• [EXERCISE AIM] Please repeat every one of the rows below word for word, leaving out the pictures.
**** EXERCISE DATA ****
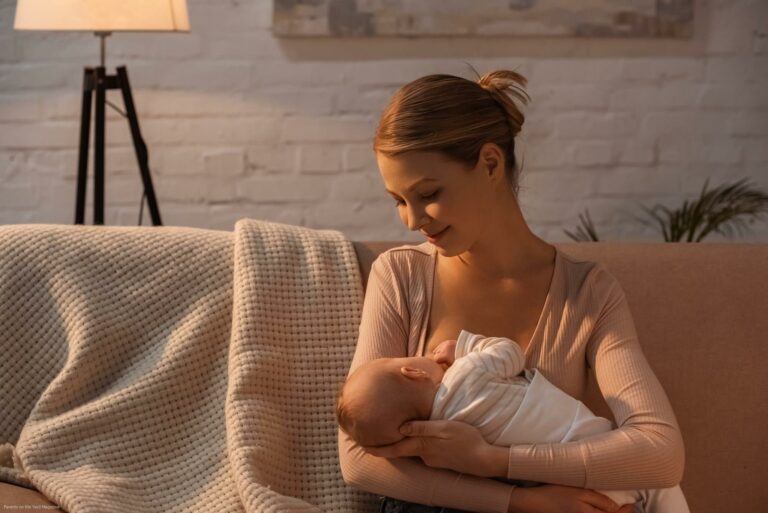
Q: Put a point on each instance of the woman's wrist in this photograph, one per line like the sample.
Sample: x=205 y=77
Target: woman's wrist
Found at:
x=494 y=461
****
• [THE RESULT]
Q: Put a point on each instance of the woman's wrist in this photograph, one per line like the sample.
Sample: x=205 y=77
Target: woman's wrist
Found at:
x=494 y=461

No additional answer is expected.